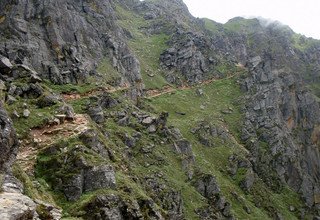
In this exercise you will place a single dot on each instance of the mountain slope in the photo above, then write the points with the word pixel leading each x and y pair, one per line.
pixel 137 110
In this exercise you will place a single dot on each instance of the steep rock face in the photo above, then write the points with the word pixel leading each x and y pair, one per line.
pixel 64 40
pixel 282 129
pixel 8 141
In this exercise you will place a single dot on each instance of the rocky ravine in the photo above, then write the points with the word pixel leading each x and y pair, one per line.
pixel 92 151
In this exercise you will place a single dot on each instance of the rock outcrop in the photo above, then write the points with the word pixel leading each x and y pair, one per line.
pixel 65 41
pixel 281 129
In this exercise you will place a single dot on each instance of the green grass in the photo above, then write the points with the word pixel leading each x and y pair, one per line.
pixel 218 96
pixel 71 88
pixel 109 74
pixel 145 46
pixel 37 118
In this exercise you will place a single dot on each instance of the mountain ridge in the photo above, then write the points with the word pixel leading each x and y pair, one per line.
pixel 237 137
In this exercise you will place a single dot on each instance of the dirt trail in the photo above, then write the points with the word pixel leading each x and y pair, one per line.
pixel 42 137
pixel 168 89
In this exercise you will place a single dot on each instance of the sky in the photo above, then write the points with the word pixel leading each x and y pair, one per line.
pixel 303 16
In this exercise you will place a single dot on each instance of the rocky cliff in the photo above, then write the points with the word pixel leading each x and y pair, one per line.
pixel 138 110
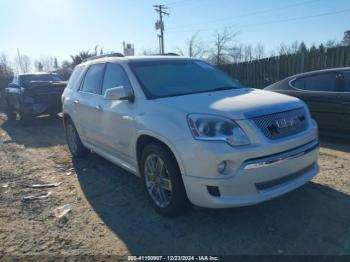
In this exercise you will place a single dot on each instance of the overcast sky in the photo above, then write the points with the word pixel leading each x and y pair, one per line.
pixel 59 28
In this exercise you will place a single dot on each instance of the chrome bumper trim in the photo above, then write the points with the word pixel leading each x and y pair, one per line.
pixel 280 157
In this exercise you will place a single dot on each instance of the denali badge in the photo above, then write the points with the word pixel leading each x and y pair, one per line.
pixel 287 122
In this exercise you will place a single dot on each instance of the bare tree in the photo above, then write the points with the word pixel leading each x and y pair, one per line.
pixel 195 46
pixel 346 38
pixel 222 41
pixel 283 49
pixel 294 47
pixel 259 50
pixel 248 53
pixel 38 66
pixel 331 43
pixel 6 75
pixel 236 53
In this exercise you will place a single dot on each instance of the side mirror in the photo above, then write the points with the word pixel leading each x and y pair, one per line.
pixel 13 85
pixel 118 93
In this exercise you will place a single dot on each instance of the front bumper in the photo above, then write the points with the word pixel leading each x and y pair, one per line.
pixel 255 173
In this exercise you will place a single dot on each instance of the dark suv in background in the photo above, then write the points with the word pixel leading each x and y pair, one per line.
pixel 34 94
pixel 326 92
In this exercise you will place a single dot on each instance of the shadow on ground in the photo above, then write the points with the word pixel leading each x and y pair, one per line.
pixel 44 131
pixel 335 141
pixel 309 220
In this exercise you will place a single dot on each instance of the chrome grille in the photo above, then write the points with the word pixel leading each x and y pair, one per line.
pixel 282 124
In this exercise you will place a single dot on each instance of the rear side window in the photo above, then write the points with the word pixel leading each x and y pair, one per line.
pixel 93 79
pixel 115 76
pixel 75 78
pixel 299 83
pixel 346 81
pixel 322 82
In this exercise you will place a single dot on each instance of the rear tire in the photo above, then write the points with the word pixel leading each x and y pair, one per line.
pixel 10 113
pixel 165 183
pixel 76 147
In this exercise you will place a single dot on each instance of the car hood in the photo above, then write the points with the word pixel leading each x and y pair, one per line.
pixel 240 103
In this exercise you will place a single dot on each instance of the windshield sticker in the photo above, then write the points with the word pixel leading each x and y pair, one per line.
pixel 204 65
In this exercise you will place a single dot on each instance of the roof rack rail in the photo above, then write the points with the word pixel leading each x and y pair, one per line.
pixel 102 56
pixel 169 54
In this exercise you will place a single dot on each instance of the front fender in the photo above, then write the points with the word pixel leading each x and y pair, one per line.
pixel 164 140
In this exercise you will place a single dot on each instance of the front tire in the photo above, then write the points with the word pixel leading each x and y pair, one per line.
pixel 76 147
pixel 163 181
pixel 25 119
pixel 10 113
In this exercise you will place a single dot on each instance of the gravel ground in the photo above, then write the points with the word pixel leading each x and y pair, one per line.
pixel 111 216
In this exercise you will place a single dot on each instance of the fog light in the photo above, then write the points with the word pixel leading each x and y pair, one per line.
pixel 222 167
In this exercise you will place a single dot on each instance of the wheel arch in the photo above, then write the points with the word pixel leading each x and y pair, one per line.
pixel 146 138
pixel 66 117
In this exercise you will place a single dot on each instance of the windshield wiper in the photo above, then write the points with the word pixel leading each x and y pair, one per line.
pixel 223 88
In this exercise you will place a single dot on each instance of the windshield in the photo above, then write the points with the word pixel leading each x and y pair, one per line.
pixel 40 77
pixel 180 77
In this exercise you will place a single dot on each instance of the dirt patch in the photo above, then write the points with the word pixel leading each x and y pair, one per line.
pixel 111 215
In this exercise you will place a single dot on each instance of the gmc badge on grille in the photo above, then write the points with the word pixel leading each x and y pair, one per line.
pixel 287 122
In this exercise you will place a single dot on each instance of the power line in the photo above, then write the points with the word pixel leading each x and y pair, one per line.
pixel 247 14
pixel 273 22
pixel 178 2
pixel 160 24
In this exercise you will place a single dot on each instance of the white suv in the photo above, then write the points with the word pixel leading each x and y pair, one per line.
pixel 191 132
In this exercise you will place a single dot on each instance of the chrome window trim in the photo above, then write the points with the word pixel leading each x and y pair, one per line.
pixel 281 157
pixel 290 84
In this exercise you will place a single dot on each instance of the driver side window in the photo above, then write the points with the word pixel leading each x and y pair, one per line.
pixel 115 76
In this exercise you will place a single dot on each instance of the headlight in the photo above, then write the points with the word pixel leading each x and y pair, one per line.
pixel 216 128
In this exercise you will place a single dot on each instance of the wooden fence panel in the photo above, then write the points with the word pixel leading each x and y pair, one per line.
pixel 263 72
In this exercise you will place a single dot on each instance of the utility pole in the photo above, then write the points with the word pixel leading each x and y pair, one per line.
pixel 160 24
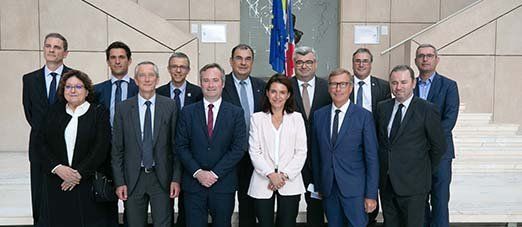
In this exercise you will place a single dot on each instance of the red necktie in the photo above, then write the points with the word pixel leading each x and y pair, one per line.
pixel 210 121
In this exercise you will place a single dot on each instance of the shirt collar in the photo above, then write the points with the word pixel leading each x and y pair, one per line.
pixel 80 110
pixel 343 108
pixel 311 83
pixel 126 78
pixel 59 70
pixel 141 100
pixel 406 103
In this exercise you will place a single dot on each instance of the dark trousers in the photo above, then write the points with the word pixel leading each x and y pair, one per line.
pixel 148 189
pixel 287 209
pixel 199 204
pixel 314 211
pixel 247 212
pixel 344 211
pixel 180 221
pixel 402 211
pixel 437 212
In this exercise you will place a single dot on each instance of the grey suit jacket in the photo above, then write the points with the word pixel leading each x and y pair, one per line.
pixel 127 143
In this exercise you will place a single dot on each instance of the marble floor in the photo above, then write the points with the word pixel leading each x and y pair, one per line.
pixel 477 197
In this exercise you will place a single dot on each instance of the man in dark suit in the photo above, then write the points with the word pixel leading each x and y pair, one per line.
pixel 444 93
pixel 368 91
pixel 312 95
pixel 144 162
pixel 39 92
pixel 411 144
pixel 245 91
pixel 119 86
pixel 184 93
pixel 344 156
pixel 211 139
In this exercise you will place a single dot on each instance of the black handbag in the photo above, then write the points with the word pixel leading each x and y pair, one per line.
pixel 103 188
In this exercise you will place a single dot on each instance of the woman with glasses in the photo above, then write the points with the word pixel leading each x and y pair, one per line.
pixel 76 137
pixel 278 152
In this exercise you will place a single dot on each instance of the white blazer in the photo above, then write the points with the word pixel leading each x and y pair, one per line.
pixel 292 153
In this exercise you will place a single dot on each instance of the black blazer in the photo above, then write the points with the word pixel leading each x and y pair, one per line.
pixel 415 152
pixel 321 98
pixel 192 93
pixel 230 92
pixel 380 92
pixel 34 99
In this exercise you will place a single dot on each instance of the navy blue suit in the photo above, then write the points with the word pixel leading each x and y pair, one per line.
pixel 220 154
pixel 346 172
pixel 103 92
pixel 444 94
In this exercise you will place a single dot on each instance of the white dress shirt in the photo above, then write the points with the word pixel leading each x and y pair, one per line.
pixel 406 104
pixel 367 92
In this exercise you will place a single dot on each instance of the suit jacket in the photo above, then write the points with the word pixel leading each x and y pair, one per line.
pixel 445 94
pixel 380 92
pixel 292 153
pixel 34 99
pixel 321 98
pixel 352 160
pixel 127 143
pixel 414 153
pixel 192 93
pixel 220 153
pixel 103 91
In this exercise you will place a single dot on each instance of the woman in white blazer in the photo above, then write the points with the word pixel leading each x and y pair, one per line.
pixel 278 152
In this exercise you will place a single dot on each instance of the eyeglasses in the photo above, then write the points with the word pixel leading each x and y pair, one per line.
pixel 70 87
pixel 338 84
pixel 307 63
pixel 428 56
pixel 180 67
pixel 362 61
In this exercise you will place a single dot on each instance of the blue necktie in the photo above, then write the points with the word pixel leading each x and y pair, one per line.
pixel 244 102
pixel 176 98
pixel 335 127
pixel 147 138
pixel 359 94
pixel 396 122
pixel 117 94
pixel 52 89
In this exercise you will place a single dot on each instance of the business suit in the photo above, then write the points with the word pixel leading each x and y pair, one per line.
pixel 291 157
pixel 76 207
pixel 192 94
pixel 230 94
pixel 443 93
pixel 380 90
pixel 220 154
pixel 314 209
pixel 103 91
pixel 346 172
pixel 407 160
pixel 35 102
pixel 126 160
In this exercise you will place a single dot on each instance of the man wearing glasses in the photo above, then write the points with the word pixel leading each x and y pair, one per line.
pixel 183 93
pixel 367 92
pixel 312 95
pixel 444 93
pixel 344 156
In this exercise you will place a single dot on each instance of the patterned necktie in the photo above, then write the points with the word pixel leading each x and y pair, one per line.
pixel 359 94
pixel 210 121
pixel 306 99
pixel 52 89
pixel 147 138
pixel 176 98
pixel 335 127
pixel 396 122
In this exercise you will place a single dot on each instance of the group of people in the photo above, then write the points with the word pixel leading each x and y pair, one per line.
pixel 341 141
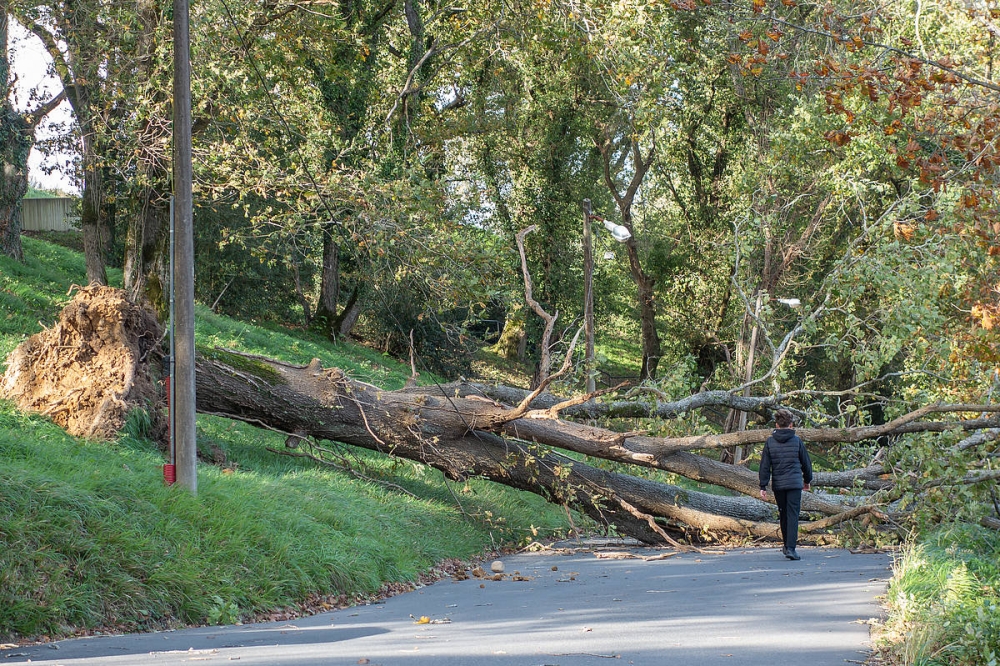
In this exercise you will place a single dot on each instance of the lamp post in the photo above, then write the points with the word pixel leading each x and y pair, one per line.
pixel 186 448
pixel 620 234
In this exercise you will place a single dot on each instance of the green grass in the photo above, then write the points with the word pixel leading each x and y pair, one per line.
pixel 91 537
pixel 944 600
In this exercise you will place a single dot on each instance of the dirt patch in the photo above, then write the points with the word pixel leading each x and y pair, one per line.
pixel 91 368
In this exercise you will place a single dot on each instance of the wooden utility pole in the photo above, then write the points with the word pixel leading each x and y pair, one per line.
pixel 588 298
pixel 184 378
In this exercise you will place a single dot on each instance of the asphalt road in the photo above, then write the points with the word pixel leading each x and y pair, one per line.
pixel 749 607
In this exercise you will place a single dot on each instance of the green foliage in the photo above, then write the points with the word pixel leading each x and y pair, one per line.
pixel 91 537
pixel 944 599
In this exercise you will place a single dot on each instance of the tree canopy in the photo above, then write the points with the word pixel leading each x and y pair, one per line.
pixel 810 190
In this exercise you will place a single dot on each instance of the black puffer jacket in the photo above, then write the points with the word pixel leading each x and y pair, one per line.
pixel 786 459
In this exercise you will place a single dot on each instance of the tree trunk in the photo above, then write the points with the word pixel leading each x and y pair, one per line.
pixel 94 234
pixel 329 286
pixel 15 144
pixel 14 147
pixel 147 256
pixel 459 436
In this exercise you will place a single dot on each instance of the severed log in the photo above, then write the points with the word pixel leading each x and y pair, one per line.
pixel 451 434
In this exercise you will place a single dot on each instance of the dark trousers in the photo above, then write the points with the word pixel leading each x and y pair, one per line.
pixel 789 502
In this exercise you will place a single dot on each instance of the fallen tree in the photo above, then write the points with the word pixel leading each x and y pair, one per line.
pixel 465 429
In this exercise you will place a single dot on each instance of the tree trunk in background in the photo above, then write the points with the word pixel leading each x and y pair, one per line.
pixel 644 284
pixel 94 234
pixel 15 144
pixel 329 289
pixel 147 248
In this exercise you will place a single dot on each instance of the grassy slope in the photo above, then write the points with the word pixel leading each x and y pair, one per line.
pixel 90 537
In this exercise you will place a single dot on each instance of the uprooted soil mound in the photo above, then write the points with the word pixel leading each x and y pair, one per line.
pixel 92 368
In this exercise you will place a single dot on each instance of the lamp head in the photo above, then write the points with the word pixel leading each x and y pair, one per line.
pixel 618 232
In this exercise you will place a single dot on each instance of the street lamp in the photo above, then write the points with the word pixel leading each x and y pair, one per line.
pixel 620 234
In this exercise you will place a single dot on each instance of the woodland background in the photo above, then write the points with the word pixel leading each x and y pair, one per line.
pixel 810 188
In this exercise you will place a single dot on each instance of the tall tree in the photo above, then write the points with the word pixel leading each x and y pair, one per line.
pixel 17 131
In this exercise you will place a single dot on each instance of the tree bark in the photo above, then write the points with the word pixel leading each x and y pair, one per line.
pixel 15 144
pixel 466 436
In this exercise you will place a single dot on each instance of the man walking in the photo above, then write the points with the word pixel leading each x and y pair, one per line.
pixel 785 463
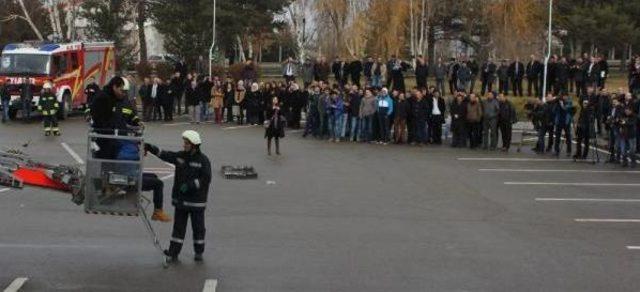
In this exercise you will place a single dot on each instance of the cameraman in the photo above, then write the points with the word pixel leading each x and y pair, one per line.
pixel 612 125
pixel 546 122
pixel 585 127
pixel 628 137
pixel 563 119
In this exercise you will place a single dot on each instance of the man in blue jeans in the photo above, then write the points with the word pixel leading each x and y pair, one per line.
pixel 385 109
pixel 354 100
pixel 4 98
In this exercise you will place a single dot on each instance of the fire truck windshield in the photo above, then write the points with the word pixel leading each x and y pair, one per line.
pixel 24 64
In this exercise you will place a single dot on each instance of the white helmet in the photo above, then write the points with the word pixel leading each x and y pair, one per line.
pixel 126 84
pixel 192 136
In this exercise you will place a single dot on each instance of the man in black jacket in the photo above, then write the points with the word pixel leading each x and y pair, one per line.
pixel 368 72
pixel 112 110
pixel 584 128
pixel 91 90
pixel 435 112
pixel 506 118
pixel 419 109
pixel 5 98
pixel 592 72
pixel 562 77
pixel 475 69
pixel 578 76
pixel 26 96
pixel 532 72
pixel 147 103
pixel 458 111
pixel 503 77
pixel 604 71
pixel 338 71
pixel 355 69
pixel 422 72
pixel 189 192
pixel 516 73
pixel 487 74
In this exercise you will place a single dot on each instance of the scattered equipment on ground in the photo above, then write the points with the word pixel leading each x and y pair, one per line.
pixel 238 172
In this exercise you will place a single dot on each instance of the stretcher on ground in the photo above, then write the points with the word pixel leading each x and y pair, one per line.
pixel 109 185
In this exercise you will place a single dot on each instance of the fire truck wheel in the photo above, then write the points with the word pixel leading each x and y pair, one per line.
pixel 67 106
pixel 13 113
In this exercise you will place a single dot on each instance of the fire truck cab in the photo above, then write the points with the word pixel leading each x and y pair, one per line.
pixel 67 65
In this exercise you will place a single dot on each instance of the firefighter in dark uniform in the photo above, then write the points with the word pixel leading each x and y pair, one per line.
pixel 111 110
pixel 189 194
pixel 48 106
pixel 91 91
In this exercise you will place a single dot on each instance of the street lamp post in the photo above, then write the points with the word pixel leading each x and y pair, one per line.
pixel 213 40
pixel 546 59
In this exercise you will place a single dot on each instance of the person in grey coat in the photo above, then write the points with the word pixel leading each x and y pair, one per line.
pixel 307 73
pixel 490 110
pixel 289 69
pixel 440 72
pixel 464 77
pixel 503 77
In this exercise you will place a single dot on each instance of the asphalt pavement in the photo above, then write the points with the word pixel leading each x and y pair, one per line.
pixel 336 217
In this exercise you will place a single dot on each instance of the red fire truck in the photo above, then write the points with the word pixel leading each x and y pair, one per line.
pixel 67 65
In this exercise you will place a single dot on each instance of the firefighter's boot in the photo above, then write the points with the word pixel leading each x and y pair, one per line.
pixel 160 215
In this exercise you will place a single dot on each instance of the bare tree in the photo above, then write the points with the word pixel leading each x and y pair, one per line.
pixel 298 15
pixel 26 18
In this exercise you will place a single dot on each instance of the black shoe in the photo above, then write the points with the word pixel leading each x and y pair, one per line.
pixel 170 258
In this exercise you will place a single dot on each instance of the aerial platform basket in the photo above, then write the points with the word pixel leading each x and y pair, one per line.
pixel 113 184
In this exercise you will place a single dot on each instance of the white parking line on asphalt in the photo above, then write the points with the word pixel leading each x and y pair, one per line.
pixel 176 124
pixel 585 220
pixel 598 200
pixel 575 184
pixel 513 159
pixel 50 246
pixel 16 284
pixel 556 170
pixel 210 285
pixel 237 127
pixel 72 153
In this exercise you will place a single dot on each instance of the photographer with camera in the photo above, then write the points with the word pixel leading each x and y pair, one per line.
pixel 585 128
pixel 544 113
pixel 563 119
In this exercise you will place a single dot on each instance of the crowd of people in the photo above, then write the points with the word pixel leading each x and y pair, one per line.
pixel 367 101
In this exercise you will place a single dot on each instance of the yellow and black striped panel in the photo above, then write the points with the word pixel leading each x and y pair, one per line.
pixel 134 214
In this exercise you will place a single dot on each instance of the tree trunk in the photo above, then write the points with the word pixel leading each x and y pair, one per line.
pixel 56 16
pixel 28 19
pixel 431 45
pixel 142 36
pixel 52 19
pixel 241 56
pixel 412 34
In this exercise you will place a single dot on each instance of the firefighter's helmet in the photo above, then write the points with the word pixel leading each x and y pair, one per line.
pixel 192 136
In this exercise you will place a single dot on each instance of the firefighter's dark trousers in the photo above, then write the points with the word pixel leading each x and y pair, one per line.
pixel 180 227
pixel 50 124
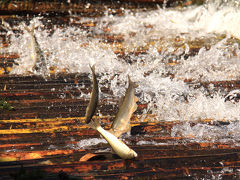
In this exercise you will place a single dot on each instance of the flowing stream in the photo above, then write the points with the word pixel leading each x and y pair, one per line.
pixel 167 36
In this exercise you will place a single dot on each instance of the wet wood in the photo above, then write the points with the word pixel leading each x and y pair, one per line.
pixel 45 135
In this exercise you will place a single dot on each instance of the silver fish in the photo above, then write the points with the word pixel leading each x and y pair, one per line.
pixel 121 123
pixel 40 64
pixel 120 148
pixel 91 108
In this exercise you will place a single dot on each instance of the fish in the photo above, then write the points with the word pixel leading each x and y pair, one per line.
pixel 121 123
pixel 40 64
pixel 91 108
pixel 118 146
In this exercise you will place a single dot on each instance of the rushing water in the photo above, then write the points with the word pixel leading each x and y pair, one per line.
pixel 158 31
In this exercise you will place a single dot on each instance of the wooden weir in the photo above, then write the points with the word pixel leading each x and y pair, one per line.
pixel 40 138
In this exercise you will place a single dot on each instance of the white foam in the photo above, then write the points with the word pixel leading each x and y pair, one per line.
pixel 73 49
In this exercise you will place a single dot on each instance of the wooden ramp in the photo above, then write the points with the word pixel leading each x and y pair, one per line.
pixel 42 130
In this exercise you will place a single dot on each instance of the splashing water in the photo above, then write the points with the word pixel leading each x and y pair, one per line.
pixel 165 35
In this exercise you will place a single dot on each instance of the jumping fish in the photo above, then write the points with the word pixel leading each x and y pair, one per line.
pixel 121 123
pixel 91 108
pixel 120 148
pixel 40 64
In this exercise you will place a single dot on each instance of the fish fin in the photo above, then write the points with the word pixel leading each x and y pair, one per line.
pixel 94 123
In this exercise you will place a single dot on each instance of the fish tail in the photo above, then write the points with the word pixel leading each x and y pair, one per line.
pixel 94 124
pixel 135 85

============

Problem: Repeat, exactly and only, the lines above from the one containing "the fish in" through the end of the material.

Output for this task:
In this exercise you will place a single dot on each instance of the fish in the photo above, then write the points with the word pixel leading each x and y pair, one per line.
pixel 121 123
pixel 40 64
pixel 91 108
pixel 118 146
In this exercise you will place a single dot on each instance of the rushing water in the photo above, then write the points with the word pixel leading each x and y pair, one per line.
pixel 158 31
In this exercise you will place a single dot on each instance of the wooden weir in the photo above, then write the points with the word pixel leading each x and y pair, one per line.
pixel 40 138
In this exercise you will place a single dot on each instance of the white foam in the photo above, then write the points with the word pixel leading each x and y pair, one per line.
pixel 73 49
In this exercise you will place a single dot on each instance of the wooden ramp in the photo above, then write the points with the word pixel leading each x and y pair, one per line.
pixel 42 130
In this exercise you will place a single dot on each instance of the splashing water in the photo above, then write the points with the word pixel leading each x and y pair, one per line.
pixel 165 35
In this exercise you will place a single dot on each instance of the jumping fish in the photo above, then write the points with the word pixel leading each x and y pair, one per line.
pixel 121 123
pixel 91 108
pixel 120 148
pixel 40 64
In this exercise you will place a single dot on each instance of the fish fin in the photo above, then write the points with the word pixel leading each x and y pair, one per line.
pixel 94 123
In this exercise you will place a single dot on each instance of the fish tail in the photo above, then write the points with the word pixel leading each x and y pair, one per line.
pixel 94 124
pixel 135 85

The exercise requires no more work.